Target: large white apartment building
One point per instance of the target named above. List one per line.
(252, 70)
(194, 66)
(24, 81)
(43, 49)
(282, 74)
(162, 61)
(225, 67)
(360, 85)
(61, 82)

:::

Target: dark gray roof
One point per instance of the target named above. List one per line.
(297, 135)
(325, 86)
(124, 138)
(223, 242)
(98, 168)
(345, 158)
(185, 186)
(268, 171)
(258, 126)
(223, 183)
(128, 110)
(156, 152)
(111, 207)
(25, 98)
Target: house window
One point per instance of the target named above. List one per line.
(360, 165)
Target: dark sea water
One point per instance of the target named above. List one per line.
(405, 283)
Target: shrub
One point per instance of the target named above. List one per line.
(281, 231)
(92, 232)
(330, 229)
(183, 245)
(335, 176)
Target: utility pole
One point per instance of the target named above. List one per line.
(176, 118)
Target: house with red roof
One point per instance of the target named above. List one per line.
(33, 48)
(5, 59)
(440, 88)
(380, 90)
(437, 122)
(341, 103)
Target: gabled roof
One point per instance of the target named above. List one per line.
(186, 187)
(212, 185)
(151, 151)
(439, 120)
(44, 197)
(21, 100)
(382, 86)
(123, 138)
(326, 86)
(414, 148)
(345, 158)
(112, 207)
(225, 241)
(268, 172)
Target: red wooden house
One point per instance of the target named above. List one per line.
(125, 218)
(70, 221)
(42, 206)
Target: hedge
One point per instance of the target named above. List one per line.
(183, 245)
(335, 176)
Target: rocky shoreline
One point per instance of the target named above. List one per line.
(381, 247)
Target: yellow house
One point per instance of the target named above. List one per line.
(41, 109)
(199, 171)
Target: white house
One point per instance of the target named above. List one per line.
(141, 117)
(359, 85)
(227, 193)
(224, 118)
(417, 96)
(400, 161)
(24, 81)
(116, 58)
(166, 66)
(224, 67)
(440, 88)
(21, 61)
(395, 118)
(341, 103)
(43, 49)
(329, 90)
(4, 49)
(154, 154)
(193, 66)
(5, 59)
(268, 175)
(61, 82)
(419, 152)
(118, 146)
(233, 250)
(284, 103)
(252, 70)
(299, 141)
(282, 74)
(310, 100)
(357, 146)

:::

Work to be completed: Take every line from the data that includes the word "house".

Reply to the exercise:
Target: house window
Target: house with red roof
Target: red wooden house
Target: yellow house
Target: white house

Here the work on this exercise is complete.